### TASK DIRECTIONS
Locate each line in the records containing "helmet". Copy it.

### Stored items
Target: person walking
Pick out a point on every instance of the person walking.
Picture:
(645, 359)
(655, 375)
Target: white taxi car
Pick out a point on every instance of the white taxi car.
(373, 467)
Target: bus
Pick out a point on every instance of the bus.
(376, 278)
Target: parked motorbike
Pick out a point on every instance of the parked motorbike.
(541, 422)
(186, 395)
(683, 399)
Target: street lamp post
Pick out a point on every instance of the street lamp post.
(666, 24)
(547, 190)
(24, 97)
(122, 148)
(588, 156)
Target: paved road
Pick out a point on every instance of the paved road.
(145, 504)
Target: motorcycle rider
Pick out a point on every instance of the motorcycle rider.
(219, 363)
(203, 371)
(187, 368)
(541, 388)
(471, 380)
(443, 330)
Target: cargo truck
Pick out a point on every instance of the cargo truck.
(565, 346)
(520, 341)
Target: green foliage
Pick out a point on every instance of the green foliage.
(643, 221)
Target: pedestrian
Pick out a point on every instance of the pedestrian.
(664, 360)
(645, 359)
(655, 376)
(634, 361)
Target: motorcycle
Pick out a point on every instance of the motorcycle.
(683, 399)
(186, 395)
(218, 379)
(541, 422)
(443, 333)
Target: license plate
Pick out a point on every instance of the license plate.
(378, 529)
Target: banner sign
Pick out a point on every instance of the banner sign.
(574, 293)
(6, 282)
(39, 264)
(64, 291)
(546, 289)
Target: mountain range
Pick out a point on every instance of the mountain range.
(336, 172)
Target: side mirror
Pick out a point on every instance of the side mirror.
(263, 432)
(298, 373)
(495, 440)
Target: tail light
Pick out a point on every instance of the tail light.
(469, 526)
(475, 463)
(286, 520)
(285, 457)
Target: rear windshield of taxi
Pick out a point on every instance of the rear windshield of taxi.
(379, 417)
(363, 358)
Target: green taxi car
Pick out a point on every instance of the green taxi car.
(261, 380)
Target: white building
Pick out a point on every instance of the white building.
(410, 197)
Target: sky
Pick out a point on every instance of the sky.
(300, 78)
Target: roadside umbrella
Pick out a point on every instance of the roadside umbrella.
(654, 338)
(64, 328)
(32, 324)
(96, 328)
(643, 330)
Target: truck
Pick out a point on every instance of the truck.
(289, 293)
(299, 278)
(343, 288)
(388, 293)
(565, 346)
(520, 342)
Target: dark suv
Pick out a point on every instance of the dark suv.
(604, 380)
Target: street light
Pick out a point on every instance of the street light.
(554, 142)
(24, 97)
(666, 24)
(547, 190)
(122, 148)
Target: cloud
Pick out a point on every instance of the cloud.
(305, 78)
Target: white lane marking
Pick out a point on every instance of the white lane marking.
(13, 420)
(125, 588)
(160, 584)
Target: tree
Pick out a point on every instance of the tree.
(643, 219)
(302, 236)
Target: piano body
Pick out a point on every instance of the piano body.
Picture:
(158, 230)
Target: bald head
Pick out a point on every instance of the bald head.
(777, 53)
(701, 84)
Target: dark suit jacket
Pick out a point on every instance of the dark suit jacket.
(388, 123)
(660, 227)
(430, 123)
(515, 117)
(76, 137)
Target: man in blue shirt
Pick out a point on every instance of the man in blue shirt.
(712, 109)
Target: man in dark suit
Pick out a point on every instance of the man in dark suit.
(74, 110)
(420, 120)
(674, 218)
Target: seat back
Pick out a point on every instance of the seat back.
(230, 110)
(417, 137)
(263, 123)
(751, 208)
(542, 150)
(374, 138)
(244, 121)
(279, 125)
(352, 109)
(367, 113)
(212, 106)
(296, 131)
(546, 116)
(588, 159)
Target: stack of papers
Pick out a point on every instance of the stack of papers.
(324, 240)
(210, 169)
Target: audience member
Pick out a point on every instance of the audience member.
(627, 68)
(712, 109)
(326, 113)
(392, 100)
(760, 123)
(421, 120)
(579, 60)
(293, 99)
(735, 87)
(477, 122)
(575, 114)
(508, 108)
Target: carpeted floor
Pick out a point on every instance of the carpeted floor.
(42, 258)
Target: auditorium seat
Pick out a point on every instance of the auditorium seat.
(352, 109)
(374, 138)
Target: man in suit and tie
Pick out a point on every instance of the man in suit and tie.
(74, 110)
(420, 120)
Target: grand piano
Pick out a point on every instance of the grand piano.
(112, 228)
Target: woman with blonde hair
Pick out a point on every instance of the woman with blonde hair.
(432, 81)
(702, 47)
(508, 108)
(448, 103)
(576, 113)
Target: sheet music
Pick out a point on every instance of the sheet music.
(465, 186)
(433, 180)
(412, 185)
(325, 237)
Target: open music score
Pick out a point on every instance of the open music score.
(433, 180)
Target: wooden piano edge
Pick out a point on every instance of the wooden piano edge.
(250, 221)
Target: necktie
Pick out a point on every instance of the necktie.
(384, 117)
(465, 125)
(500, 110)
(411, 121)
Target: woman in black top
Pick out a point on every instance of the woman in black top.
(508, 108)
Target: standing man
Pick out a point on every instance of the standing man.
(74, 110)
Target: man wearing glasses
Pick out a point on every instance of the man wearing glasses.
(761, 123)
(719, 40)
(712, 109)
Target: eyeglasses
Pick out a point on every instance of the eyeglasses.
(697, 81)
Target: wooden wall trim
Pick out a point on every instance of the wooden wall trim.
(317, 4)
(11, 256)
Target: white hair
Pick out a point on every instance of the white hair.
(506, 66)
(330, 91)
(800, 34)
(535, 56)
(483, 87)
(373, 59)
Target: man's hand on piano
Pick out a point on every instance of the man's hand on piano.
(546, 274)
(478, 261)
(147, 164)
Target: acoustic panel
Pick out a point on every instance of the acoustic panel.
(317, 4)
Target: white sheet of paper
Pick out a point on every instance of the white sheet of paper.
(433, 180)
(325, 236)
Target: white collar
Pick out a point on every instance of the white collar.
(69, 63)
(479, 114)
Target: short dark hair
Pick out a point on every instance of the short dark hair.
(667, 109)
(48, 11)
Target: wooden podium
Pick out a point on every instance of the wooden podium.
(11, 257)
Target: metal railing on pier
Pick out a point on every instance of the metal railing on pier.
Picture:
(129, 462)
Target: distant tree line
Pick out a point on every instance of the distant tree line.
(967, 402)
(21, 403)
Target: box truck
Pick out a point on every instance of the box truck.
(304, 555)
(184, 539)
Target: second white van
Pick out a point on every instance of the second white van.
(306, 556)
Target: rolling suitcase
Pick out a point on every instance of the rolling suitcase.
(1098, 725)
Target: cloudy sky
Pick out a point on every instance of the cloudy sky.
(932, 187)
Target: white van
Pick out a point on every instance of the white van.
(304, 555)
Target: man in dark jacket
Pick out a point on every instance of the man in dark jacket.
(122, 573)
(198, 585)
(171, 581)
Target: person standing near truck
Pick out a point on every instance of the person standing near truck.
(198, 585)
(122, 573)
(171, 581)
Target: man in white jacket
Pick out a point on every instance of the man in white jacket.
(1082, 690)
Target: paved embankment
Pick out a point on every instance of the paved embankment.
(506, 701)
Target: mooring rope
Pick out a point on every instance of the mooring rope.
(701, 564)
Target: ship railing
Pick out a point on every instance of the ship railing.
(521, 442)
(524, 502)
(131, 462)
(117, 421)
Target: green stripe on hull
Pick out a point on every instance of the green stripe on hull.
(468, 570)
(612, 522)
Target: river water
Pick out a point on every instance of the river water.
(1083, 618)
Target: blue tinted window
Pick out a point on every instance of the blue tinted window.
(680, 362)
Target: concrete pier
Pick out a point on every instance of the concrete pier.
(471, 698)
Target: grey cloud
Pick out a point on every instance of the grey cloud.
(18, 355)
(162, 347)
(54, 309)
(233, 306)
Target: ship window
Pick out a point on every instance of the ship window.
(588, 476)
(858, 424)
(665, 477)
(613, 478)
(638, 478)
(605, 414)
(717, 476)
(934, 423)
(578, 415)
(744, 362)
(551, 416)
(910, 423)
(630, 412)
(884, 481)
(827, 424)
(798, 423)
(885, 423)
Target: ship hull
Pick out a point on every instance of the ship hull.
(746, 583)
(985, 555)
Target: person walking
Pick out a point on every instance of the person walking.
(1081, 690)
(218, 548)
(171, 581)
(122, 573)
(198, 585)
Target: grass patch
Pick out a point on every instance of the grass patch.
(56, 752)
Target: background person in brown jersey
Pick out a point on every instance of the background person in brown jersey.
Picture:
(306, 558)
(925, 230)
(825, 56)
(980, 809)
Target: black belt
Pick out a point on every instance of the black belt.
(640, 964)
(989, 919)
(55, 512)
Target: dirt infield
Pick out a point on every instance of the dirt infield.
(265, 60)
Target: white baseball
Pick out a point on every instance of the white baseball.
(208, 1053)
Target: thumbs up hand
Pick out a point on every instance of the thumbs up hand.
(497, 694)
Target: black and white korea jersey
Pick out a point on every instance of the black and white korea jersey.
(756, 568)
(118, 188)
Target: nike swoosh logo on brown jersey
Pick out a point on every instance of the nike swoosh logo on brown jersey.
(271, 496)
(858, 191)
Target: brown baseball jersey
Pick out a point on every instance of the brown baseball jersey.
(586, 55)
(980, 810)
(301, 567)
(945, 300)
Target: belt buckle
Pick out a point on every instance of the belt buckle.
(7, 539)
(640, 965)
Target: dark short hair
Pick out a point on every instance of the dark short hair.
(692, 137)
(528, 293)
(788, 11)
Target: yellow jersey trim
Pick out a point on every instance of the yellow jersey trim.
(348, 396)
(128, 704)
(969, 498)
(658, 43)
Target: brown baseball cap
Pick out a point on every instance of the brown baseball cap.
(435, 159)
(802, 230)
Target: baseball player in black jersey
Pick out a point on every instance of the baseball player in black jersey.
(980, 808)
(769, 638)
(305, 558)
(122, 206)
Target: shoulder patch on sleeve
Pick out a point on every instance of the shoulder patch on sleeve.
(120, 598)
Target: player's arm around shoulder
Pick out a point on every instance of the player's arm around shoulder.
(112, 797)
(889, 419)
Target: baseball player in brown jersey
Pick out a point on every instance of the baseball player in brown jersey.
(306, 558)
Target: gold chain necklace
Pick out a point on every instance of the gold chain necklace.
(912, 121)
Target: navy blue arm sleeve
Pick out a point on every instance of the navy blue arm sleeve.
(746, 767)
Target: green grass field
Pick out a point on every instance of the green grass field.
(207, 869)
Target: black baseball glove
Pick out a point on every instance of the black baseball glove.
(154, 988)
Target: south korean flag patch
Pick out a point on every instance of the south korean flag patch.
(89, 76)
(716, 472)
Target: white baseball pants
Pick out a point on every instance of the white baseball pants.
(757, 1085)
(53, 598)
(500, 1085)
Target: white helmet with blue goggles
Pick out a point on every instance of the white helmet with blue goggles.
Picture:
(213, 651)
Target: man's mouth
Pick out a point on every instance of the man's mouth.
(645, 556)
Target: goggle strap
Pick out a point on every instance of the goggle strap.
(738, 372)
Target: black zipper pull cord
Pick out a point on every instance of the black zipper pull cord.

### ANSWER BOX
Target: white helmet with blue goggles
Pick out a point on every instance of the white helmet with blue goggles.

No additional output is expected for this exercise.